Acórdão nº 86/15.3T8SRT.C1 de Court of Appeal of Coimbra (Portugal), 16 de Março de 2016

Magistrado ResponsávelFONTE RAMOS
Data da Resolução16 de Março de 2016
EmissorCourt of Appeal of Coimbra (Portugal)

Acordam no Tribunal da Relação de Coimbra: I. Em 16.3.2015[1], Caixa de Crédito Agrícola Mútuo da Zona do Pinhal, C.R.L, instaurou a presente acção executiva (para pagamento de quantia certa) contra H (…) Unipessoal, Lda. (1ª executada) e J (…) (2º executado).

Alegou, no requerimento executivo, nomeadamente: - Em 03.7.2012, a requerente (instituição de crédito sob a forma de cooperativa) celebrou com os requeridos, H (…) Unipessoal, Lda., como mutuária e J (…), como fiador e principal pagador, um contrato de abertura de crédito, para “Apoio de Tesouraria” da mutuária, por descoberto na conta de depósitos à ordem (Conta D. O. da requerida/mutuária[2], com o NIB (...) , domiciliada no seu Balcão de Oleiros), até ao limite de € 25 000, a ser utilizado pela mutuária através de movimentos a crédito e a débito nessa conta, pelo prazo de seis meses, com início naquela data, renovando-se automática e sucessivamente por iguais períodos, salvo denúncia da qualquer das partes, nos termos do contrato, com vencimento de juros, contados dia a dia, sobre as importâncias utilizadas e não reembolsadas, à taxa de 16 % ao ano, obrigando-se os requeridos a fazer esse reembolso no termo do prazo inicial ou de qualquer uma das prorrogações, data em que o crédito concedido se tornava imediatamente exigível (doc. n.º 1).

- Em consequência de falta de cumprimento do contrato, designadamente por falta de pagamento pontual dos juros devidos, a requerente, nos termos da sua cláusula 6ª, denunciou o contrato através de cartas registadas com A/R de 24.02.2015, dirigidas aos requeridos e recebidas em 25.02.2015, (docs. 2, 3, 4 e 5).

- Os requeridos não pagaram as importâncias em dívida e entraram em mora em 02.3.2015.

Exercícios propostos:
a: Transcreva literalmente o trecho do acórdão que começa nas palavras "- Em consequência" e termina logo após "2, 3, 4 e 5).".
b: Prossiga com a redação do acórdão a partir da última frase apresentada.

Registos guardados
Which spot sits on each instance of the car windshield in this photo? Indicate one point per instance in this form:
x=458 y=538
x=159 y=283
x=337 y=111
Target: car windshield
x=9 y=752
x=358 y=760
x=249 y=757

Resultados:
a:
- Em consequência de falta de cumprimento do contrato, designadamente por falta de pagamento pontual dos juros devidos, a requerente, nos termos da sua cláusula 6ª, denunciou o contrato através de cartas registadas com A/R de 24.02.2015, dirigidas aos requeridos e recebidas em 25.02.2015, (docs. 2, 3, 4 e 5).

b:
- Segundo o n.º 4 da cláusula 3ª do mesmo contrato os requeridos, em caso de mora, devem juros à taxa nominal aplicável acrescida de 4 pontos percentuais, e, segundo a alínea a) do n.º 4 da cláusula 5ª do mesmo contrato, devem ainda as despesas judiciais e extrajudiciais, incluindo as com o pagamento de honorários a advogado ou mandatário da requerente, para assegurar ou obter o pagamento dos seus créditos.

- À data de 01.3.2015 os requeridos deviam à requerente a importância de € 25 640,87, saldo da aludida conta.

- Os requeridos devem à requerente, nas aludidas qualidades, em relação a este contrato, designadamente, a referida quantia e os respectivos juros de mora, tudo, no montante reclamado na execução.

- Os documentos juntos, designadamente o contrato, são títulos executivos, nos termos do disposto no art.º 703º, do Código de Processo Civil (CPC) e no art.º 33º do Regime Jurídico do Crédito Agrícola Mútuo e das Cooperativas de Crédito Agrícola, aprovado pelo DL n.º 24/91, de 11.01, e os mesmos documentos fazem prova dos montantes disponibilizados, de conformidade com o mesmo art.º e com a cláusula 1ª, n.º 5 do contrato.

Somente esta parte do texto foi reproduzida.